▶ GOAL OF THE EXERCISE
In the data below, reproduce every line without any change, starting at the line that contains "Where can you see the granite" and continuing through the end of the data.

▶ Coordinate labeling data
=-=-=

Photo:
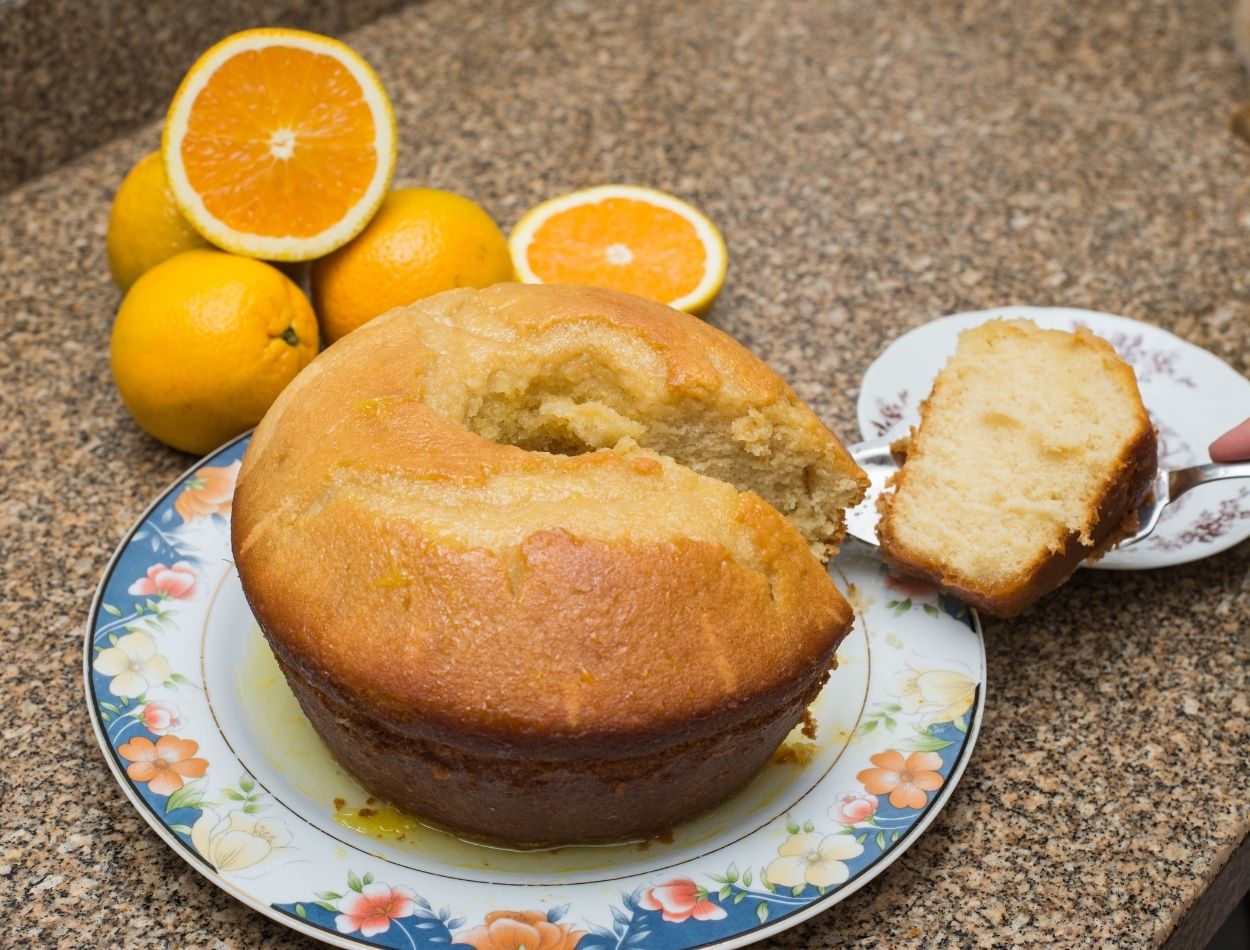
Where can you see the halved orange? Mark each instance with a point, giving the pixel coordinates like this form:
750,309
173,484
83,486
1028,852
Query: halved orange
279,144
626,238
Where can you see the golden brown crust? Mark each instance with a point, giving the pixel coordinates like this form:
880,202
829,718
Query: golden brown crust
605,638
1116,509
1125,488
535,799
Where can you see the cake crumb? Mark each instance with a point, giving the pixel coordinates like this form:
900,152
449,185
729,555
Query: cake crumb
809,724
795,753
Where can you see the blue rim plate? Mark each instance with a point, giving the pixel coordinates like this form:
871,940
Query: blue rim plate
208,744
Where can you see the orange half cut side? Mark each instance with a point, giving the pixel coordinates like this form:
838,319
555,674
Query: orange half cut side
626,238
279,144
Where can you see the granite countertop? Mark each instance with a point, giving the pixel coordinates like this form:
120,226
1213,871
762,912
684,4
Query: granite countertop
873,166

=-=-=

▶ THE REPLY
Where can you see the granite countertop? Mark each instance with a point, giving the pixel coordinates like this form:
120,226
1213,871
762,912
684,4
Query: granite countertop
873,166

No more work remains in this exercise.